● WORK REQUIRED: Copy everything from the line containing "Segment every instance of the beige" down to the line containing "188 40 L 204" in the data below, swapping "head wrap" for "headscarf" and changing nothing else. Output only those lines.

● RECORDS FOR PROCESSING:
START
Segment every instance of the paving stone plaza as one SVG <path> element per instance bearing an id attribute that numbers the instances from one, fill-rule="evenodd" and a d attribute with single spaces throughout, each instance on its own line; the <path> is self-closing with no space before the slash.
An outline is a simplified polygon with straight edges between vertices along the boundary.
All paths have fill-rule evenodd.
END
START
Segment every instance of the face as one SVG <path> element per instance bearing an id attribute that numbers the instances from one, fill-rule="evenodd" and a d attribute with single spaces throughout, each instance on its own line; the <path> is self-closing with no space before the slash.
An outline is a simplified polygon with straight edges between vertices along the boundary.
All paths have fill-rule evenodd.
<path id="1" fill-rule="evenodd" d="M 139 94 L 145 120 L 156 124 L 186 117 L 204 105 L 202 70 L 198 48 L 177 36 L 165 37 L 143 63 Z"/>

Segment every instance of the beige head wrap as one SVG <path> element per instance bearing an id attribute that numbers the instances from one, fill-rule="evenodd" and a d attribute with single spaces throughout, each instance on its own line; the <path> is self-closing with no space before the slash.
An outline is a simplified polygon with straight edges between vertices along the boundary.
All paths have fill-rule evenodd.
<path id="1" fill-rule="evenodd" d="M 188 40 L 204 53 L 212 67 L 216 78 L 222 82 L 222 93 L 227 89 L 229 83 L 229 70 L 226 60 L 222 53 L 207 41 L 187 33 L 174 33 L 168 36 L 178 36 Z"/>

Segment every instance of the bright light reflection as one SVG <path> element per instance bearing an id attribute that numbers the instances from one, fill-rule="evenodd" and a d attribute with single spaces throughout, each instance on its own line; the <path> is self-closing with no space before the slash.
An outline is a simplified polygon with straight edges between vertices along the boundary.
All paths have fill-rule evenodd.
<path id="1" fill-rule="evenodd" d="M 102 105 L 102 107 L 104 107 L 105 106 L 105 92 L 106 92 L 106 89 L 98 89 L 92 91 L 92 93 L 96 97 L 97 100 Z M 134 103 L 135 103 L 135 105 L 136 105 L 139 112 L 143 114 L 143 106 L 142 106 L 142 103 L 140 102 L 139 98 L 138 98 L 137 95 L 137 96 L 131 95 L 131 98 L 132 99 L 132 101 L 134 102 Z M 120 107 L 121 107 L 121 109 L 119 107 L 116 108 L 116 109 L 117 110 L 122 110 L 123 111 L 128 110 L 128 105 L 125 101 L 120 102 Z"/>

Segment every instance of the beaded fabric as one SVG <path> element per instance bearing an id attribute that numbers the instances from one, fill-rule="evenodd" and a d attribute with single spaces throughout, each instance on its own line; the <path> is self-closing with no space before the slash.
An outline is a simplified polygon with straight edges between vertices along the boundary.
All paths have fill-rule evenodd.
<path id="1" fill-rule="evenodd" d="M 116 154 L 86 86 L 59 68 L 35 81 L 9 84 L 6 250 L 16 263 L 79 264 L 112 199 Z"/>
END
● RESULT OF THE EXERCISE:
Segment every instance of the beige headscarf as one SVG <path> element per instance bearing an id attribute that numbers the instances from one, fill-rule="evenodd" and a d attribute with single spaces throughout, each instance on its own line; the <path> is self-closing with no space before the slash.
An outline is a simplified polygon with straight edges between vertices along the boundary.
All paths have fill-rule evenodd.
<path id="1" fill-rule="evenodd" d="M 188 40 L 204 53 L 212 67 L 216 78 L 222 82 L 222 93 L 227 89 L 229 83 L 229 70 L 226 60 L 222 53 L 207 41 L 187 33 L 174 33 L 168 36 L 178 36 Z"/>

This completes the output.